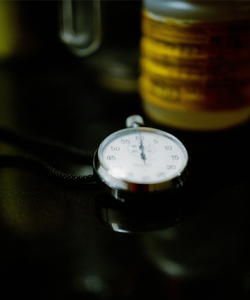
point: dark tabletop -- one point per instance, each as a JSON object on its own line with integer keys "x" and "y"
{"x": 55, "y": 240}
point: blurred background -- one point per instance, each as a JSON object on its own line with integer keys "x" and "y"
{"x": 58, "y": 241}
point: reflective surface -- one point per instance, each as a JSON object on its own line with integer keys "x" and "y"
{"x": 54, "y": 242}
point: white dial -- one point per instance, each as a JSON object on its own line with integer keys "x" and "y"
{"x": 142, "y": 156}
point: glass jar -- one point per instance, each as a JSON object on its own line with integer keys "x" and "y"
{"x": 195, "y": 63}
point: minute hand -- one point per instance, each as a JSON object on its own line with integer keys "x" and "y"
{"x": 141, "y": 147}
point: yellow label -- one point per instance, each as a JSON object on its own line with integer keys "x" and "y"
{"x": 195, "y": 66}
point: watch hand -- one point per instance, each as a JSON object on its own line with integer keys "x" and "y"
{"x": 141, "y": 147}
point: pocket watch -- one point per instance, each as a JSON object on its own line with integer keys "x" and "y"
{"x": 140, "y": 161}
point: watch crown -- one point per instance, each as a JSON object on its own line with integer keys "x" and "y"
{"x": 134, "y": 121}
_ _ _ _ _ _ _
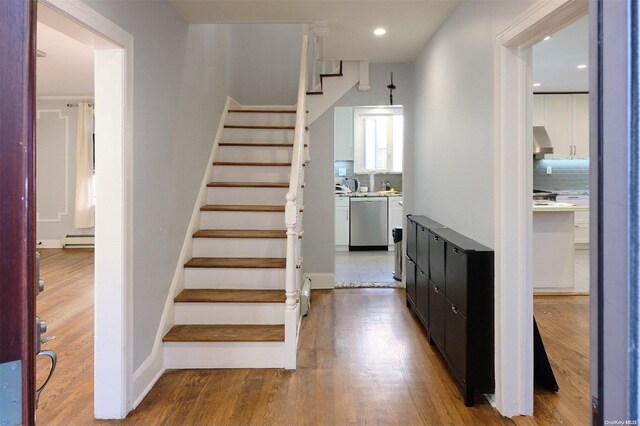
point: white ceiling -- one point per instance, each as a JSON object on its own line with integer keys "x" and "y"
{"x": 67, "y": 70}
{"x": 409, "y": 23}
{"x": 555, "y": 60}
_ _ _ _ _ _ _
問題文: 上のレコードから、「white」という文字列を含む行をすべて集め、一行ずつ書き写すこと。大文字と小文字は区別する。

出力結果:
point: white dial -- one point per instance, each as a JSON object on its own line with integer keys "x" and "y"
point: white ceiling -- one point per instance, each as a JSON object on its own line with integer keys "x" and "y"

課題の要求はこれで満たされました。